● WORK TASK
Go through the records and copy each line where the string "pink" occurs.
___ EXTRACTED RECORDS
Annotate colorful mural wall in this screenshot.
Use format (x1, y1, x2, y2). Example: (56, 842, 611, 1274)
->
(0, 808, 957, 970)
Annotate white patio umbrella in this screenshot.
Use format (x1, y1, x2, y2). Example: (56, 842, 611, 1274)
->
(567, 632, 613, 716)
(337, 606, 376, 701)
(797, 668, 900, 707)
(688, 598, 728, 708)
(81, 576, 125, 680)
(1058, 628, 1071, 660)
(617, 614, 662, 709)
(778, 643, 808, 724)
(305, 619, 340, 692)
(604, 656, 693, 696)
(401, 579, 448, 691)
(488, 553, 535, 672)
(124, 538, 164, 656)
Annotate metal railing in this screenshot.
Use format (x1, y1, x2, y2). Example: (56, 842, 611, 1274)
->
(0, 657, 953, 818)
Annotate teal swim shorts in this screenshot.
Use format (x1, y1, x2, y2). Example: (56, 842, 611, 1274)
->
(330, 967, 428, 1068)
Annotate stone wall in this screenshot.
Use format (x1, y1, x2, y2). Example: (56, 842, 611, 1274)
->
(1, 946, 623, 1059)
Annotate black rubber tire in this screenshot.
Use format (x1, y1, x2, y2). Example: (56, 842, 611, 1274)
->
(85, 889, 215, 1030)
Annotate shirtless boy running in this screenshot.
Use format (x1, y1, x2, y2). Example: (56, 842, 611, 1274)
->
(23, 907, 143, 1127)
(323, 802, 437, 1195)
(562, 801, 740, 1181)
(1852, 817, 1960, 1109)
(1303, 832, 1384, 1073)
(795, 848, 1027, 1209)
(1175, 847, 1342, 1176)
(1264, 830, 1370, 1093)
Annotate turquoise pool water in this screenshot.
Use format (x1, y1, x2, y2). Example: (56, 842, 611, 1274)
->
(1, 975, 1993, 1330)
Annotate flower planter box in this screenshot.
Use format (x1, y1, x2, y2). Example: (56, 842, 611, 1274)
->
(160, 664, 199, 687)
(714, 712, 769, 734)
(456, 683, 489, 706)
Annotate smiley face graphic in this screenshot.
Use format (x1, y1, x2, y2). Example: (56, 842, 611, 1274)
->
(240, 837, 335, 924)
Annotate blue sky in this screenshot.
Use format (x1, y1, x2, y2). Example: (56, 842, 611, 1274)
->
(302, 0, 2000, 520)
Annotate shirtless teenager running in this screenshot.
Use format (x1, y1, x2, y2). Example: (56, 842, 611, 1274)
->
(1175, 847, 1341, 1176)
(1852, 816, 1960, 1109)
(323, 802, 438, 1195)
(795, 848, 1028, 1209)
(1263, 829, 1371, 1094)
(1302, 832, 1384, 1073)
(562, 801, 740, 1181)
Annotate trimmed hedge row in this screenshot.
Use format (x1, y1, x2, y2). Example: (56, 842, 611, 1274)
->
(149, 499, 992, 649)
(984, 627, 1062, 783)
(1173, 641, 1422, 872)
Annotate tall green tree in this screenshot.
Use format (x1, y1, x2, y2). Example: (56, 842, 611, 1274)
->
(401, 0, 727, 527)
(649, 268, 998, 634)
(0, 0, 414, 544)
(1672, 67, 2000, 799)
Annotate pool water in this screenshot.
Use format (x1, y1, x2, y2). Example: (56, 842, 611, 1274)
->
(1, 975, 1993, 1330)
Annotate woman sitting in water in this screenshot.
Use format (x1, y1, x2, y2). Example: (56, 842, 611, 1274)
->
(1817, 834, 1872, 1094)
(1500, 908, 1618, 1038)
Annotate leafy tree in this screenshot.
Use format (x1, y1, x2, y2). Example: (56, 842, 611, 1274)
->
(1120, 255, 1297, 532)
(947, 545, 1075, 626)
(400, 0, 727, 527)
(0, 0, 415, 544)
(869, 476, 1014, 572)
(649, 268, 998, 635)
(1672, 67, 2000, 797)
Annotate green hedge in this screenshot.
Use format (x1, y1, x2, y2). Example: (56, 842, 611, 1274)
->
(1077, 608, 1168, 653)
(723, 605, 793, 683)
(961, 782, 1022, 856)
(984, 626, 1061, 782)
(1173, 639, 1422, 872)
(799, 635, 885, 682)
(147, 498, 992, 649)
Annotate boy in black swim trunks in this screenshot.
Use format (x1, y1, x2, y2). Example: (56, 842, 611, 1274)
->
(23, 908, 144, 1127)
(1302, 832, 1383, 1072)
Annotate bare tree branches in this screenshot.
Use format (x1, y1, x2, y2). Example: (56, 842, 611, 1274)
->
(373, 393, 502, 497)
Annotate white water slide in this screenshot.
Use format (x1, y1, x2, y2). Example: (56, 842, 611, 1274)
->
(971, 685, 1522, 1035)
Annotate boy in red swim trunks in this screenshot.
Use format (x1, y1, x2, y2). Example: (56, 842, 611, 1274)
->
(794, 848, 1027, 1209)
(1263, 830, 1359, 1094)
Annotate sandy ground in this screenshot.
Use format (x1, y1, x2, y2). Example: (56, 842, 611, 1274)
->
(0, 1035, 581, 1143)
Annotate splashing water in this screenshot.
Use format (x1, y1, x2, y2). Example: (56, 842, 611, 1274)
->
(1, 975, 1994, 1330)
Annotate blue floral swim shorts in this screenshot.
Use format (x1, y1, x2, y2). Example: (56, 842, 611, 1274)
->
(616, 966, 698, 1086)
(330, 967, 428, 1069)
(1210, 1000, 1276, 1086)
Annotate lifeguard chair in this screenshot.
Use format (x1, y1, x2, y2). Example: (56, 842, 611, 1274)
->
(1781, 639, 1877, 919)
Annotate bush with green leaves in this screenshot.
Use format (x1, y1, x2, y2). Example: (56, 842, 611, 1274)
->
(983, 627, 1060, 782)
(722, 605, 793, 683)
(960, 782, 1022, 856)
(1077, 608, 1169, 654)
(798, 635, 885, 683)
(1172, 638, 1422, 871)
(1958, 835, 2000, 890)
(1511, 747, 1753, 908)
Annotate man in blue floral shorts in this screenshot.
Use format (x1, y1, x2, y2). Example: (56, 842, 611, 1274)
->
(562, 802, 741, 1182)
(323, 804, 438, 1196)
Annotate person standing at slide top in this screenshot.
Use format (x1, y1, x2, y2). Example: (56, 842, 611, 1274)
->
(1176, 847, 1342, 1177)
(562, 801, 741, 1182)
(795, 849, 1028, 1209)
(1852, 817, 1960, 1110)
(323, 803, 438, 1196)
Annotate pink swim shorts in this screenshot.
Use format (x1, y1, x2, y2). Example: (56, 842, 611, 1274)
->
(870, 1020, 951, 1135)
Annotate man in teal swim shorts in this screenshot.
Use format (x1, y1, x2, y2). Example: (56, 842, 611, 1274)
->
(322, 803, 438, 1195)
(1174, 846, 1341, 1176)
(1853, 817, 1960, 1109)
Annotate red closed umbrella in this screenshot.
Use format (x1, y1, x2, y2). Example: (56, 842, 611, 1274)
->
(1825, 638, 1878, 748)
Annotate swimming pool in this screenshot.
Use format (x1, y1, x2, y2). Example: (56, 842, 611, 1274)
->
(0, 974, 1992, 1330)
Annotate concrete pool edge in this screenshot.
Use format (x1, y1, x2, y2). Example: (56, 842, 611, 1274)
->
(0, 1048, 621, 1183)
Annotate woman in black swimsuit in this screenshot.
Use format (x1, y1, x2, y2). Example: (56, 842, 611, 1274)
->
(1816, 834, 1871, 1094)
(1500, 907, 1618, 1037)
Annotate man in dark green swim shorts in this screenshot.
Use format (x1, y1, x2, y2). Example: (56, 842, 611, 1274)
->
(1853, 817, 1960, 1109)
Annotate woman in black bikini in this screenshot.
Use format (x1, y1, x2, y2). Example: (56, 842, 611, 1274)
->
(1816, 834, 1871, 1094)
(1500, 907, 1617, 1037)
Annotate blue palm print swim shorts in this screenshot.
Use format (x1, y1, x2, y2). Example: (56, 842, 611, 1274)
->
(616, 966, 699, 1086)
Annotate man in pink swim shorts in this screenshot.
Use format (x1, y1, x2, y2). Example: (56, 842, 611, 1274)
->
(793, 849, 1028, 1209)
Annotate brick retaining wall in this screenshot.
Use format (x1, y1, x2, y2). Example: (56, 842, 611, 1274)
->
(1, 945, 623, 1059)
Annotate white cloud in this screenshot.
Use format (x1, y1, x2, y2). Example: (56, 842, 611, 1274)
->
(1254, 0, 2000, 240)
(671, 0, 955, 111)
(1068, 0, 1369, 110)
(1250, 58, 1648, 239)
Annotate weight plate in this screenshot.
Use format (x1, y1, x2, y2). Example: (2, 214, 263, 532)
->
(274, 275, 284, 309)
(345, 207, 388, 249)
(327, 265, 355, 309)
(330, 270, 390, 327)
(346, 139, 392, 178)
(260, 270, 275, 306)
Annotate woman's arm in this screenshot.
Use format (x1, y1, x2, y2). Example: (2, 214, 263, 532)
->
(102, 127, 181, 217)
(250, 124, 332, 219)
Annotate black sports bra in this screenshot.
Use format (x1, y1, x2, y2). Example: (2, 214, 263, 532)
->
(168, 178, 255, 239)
______
● PROBLEM SOLUTION
Annotate pink swim shorts in this screenshot.
Annotate man in pink swim shorts in this screenshot.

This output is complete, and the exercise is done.